Task requirements:
1. In the coffee article, how long do ripened coffee cherries sit in a freshwater tank during the washed method?
2. Continue the coffee article from its last sentence.

Writer: Sean Park
Designer: Jericho Krueger
As a passionate coffee drinker, I’ve been using coffee mainly to keep myself from dozing off in class and to stay sharp to meet deadlines. However, I also enjoy the taste, especially that of Guatemalan coffee beans. While coffee is a great way to wake myself up, it is more than just a beverage. From its origins to different methods of processing, coffee has a rich story.
History
The exact details of where coffee originated from are unknown, but it is widely considered to have originated from Kefa (Kaffa), Ethiopia. Some legends say that Kadli, an Ethiopian Arab goatherd, first discovered coffee around 850 CE. One day, he saw his goats dancing and jumping back and forth, full of energy even at night. Kadli later discovered that his goats ate unfamiliar red berries and decided to try some himself. After eating a few berries, he became just like his goats: happy, energetic, and dancing.
Meanwhile, the first writer to mention coffee was Abu Bakr al-Razi (850 to 922 CE), a Persian physician and philosopher who characterized it as a medicine. He wrote that bunchun, the Ethiopian name for a coffee cherry, “is hot and dry and very good for the stomach.”
In the 15th century, wild coffee plants were carried to Southern Arabia to cultivate. By the 16th century, they further spread to Persia, Egypt, Syria, and Turkey.
Different Methods of Processing Coffee
The long history of harvesting coffee has yielded three ways of processing, each providing a different range of flavours.
The natural processing method is the oldest and most traditional way of processing coffee. Workers dry the harvested coffee cherries under the sun before removing their skins and dried fruit flesh. The cherries then “rest” in storage before going to a roaster. The natural method produces a sweet, fruity taste in coffee, and many experts believe that this process can theoretically achieve the best flavour. However, it is quite challenging to dry and ripen every cherry consistently.The washed method, as the name implies, is the opposite of the drying method. After resting in a freshwater tank for 24 to 72 hours, ripened coffee cherries go to a
machine that uses water to remove their skin and flesh. Once washed, they dry like the natural method. The final flavour and qualities depend exclusively on the quality of the cherry and how much sugar and nutrients each bean can contain. Experts say that it is a great way to measure the quality of the coffee beans as it is consistent and has a pleasant level of acidity.

Information given:

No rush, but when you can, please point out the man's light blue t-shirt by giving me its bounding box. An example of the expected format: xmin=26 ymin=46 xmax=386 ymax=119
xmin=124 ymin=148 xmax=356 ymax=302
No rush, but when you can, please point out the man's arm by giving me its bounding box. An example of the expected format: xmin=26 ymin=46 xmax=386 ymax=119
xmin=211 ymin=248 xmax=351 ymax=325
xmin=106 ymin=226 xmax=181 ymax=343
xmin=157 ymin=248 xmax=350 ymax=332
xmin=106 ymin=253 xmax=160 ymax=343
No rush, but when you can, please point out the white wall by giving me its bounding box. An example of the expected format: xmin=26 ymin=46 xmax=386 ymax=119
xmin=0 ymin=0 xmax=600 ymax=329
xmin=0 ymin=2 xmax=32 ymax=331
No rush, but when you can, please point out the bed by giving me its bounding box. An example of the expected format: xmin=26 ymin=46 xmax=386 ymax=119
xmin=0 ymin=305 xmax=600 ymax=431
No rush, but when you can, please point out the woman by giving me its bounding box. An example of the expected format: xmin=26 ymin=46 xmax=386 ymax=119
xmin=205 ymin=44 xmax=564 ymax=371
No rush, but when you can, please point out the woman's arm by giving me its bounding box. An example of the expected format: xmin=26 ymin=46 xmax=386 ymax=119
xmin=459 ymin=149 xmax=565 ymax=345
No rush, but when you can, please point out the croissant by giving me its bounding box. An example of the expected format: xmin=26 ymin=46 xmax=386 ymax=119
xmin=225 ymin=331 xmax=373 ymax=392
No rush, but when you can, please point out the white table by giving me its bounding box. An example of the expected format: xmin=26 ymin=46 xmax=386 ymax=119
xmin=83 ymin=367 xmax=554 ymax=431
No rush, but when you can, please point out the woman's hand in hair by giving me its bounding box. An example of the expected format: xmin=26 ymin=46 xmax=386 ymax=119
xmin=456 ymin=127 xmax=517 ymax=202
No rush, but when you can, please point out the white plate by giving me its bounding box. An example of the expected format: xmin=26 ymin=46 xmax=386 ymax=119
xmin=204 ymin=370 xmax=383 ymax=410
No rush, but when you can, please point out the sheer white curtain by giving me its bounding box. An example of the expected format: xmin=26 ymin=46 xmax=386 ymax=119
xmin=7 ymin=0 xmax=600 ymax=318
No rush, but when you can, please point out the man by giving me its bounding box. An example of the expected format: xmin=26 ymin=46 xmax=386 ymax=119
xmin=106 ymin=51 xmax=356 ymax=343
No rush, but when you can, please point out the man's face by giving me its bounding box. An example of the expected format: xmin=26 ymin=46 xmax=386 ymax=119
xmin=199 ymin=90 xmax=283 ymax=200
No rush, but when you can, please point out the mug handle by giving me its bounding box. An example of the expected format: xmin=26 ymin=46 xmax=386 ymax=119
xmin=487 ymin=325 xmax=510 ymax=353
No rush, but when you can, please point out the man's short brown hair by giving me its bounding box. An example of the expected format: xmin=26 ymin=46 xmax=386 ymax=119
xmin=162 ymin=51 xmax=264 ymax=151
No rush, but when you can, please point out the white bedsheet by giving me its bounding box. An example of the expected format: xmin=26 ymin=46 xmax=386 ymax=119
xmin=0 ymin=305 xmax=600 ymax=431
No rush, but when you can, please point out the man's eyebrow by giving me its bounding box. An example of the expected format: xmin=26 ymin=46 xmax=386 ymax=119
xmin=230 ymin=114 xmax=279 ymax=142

Responses to the tasks:
1. 24 to 72 hours.

2.
Lastly, the honey process gets its name from how sticky the beans get during the process and how sweet the coffee can be if done well. As with the washed method, harvested cherries undergo a washing process before drying. The difference is that the amount of flesh remaining on the bean can vary depending on the desired flavour, with more flesh resulting in a sweeter and fruitier product. Connoisseurs say that coffee from the honey process has a “lovely sweetness and a symphony of higher notes that washed beans just can’t achieve” while having a “clean and brightness that a natural processed coffee doesn’t have.”
Health Benefits and Risks
A 2016 report from the World Health Organisation says that drinking coffee decreases the risk of liver and uterine endometrium cancers. Coffee is also known to lower the risk of type 2 diabetes, heart disease, stroke, and gallstones. However, they are not without health risks, as drinking copious amounts of coffee can result in restlessness, insomnia, and anxiety.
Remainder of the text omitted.